**Assignment**
Whenever a line of the material contains the string "knit", it should be copied.
::::
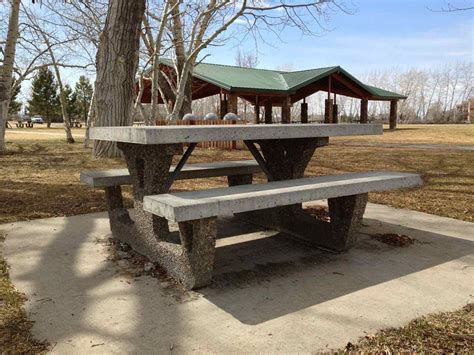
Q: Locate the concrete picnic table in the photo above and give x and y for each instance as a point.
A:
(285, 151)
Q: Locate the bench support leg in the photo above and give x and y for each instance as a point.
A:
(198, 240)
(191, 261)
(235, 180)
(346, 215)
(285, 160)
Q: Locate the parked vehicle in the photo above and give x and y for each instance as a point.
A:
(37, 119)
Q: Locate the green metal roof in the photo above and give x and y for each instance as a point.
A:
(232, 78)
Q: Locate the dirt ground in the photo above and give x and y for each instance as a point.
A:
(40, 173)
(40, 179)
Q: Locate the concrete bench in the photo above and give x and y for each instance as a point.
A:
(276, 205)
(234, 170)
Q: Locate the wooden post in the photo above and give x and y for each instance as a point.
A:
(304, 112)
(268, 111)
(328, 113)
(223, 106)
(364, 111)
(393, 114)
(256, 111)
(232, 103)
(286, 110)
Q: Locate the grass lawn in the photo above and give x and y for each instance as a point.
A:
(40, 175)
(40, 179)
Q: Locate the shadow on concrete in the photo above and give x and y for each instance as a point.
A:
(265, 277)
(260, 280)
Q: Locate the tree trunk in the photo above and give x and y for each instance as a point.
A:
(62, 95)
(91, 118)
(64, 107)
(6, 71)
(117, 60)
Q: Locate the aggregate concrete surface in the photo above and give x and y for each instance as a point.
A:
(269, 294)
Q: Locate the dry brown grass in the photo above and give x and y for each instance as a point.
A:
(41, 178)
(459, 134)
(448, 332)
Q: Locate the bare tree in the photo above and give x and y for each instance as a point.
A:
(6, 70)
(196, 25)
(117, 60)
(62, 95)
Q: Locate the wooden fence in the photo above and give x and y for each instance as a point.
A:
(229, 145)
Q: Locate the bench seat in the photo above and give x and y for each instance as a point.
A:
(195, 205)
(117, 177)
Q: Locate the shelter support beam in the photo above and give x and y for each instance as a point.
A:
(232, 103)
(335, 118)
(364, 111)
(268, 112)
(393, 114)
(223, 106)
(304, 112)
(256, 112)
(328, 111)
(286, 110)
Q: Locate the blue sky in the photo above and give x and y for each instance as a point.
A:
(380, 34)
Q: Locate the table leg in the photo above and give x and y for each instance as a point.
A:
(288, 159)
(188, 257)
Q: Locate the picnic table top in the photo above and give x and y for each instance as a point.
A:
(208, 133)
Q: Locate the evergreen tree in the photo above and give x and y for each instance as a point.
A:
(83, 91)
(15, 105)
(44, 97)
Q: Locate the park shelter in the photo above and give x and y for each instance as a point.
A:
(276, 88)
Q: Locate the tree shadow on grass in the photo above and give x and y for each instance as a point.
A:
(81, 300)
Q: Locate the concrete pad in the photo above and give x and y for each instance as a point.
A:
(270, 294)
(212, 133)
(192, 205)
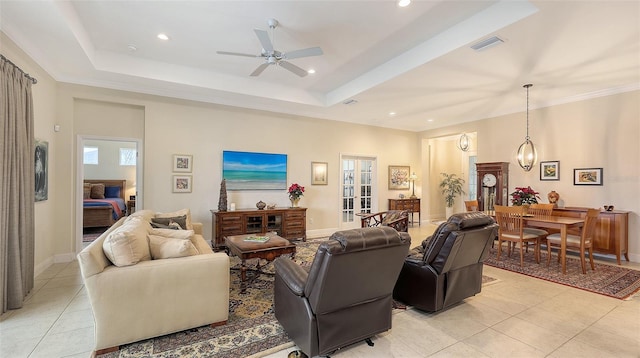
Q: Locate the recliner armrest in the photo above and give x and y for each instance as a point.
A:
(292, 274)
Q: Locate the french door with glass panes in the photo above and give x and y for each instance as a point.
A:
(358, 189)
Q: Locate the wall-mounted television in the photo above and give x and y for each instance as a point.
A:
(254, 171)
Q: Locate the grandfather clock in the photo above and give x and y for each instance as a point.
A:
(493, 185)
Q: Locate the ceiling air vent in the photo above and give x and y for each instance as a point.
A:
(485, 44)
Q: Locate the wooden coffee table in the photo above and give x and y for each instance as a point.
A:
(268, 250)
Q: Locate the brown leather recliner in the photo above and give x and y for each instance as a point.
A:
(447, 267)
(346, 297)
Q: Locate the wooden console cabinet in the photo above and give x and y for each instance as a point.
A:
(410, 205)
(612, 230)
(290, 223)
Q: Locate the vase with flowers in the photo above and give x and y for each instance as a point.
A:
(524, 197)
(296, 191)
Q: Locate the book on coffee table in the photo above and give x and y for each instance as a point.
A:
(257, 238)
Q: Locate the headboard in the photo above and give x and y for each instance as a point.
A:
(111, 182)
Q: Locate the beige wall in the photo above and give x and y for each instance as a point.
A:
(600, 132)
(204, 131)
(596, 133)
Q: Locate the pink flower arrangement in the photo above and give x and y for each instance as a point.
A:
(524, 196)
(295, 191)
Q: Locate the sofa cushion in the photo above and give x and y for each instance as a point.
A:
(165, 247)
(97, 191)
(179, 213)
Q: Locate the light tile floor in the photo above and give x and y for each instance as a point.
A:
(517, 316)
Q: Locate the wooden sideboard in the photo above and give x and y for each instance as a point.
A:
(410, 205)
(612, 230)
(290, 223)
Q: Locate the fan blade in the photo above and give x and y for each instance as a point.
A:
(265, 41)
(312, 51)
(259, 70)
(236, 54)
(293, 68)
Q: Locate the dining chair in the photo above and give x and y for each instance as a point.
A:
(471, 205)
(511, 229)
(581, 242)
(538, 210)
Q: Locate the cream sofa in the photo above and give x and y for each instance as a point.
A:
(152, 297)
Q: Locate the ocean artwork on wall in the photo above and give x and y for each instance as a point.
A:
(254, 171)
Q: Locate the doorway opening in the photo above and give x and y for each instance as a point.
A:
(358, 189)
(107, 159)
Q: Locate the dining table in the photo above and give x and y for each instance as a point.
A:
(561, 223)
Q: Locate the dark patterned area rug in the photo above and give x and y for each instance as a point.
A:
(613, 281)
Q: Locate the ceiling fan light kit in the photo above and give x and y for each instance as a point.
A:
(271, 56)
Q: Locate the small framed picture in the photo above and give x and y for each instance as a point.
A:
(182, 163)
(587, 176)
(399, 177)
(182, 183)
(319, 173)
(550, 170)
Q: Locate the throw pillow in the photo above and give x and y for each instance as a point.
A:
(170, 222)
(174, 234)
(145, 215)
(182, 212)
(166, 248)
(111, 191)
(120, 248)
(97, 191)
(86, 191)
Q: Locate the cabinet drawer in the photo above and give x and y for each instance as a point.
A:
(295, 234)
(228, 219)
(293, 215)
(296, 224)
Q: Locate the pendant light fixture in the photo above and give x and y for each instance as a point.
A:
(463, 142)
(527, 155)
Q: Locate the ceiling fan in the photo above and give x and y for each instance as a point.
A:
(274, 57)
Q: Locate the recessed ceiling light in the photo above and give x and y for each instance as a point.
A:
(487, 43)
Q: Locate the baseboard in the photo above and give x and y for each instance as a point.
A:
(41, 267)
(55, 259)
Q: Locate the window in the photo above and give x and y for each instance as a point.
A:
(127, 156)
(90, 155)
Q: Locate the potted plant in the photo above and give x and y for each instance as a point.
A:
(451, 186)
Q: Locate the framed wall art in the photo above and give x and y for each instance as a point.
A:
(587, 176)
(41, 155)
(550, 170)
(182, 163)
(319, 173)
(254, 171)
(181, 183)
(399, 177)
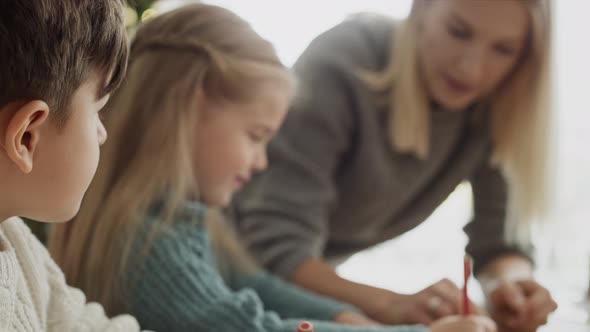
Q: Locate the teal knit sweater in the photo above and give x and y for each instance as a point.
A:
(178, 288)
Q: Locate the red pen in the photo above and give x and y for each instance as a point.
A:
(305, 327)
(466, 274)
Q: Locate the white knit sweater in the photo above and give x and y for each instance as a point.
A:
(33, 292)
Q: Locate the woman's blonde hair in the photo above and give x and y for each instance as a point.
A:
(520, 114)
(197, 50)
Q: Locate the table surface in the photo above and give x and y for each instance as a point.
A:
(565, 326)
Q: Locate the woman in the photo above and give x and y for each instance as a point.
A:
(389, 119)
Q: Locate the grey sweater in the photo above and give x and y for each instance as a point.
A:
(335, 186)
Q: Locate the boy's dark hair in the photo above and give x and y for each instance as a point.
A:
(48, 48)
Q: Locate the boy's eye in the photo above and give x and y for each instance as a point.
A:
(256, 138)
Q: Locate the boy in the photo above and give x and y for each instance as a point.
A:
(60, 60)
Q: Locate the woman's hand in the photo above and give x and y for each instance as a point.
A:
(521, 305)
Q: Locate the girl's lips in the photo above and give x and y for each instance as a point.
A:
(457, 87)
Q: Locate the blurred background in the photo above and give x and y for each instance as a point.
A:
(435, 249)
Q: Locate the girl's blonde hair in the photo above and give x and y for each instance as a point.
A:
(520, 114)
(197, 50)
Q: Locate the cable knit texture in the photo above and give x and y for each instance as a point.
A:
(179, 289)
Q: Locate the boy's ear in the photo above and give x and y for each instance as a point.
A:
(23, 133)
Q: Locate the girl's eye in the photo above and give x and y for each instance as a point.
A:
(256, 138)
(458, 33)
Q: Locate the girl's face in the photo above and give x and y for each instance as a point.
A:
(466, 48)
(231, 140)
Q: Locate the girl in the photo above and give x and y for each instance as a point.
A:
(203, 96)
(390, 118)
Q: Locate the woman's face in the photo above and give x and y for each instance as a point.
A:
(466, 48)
::::
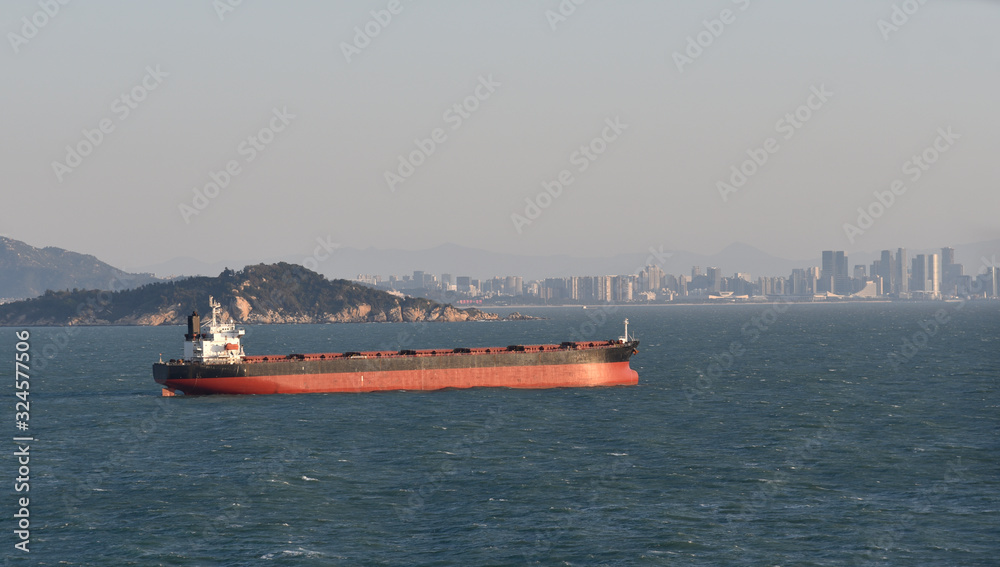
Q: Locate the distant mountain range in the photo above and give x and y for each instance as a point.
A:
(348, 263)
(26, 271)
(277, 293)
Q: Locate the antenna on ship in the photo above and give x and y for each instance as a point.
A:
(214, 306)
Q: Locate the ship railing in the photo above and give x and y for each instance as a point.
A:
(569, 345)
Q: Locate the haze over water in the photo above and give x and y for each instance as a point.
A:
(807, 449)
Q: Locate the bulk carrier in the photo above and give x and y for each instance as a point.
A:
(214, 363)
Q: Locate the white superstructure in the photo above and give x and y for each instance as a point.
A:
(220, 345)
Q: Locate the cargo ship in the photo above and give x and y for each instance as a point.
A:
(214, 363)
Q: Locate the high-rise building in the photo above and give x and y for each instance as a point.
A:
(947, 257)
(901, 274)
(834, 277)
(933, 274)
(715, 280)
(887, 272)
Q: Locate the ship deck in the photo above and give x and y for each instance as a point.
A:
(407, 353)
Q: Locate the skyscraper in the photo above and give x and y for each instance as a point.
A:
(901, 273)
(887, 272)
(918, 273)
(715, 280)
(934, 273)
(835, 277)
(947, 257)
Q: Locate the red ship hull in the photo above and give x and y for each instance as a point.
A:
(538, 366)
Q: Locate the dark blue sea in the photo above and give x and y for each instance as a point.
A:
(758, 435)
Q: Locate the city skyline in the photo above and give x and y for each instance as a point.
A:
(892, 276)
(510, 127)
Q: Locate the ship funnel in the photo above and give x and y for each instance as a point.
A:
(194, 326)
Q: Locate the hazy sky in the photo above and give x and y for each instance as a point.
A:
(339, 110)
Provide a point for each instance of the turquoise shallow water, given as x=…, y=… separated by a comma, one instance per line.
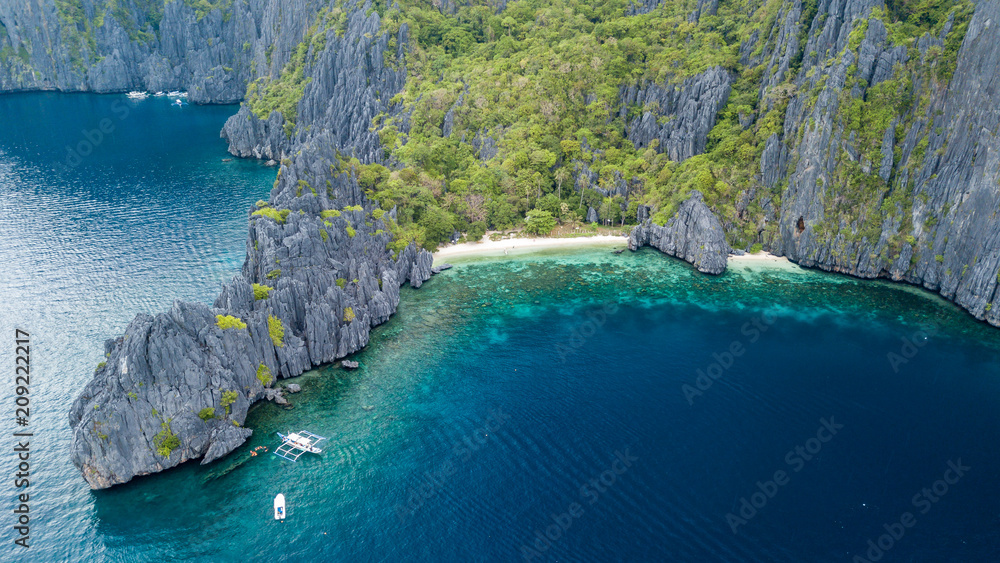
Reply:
::::
**Result below**
Q: Locate the teal knit sweater in the photo above and give x and y for each instance as a point.
Q: Locate the white knit sweater in the photo above and give x and y for each instance as a point.
Q: Locate the cable knit texture in the photo above and give x and y for each instance as a point.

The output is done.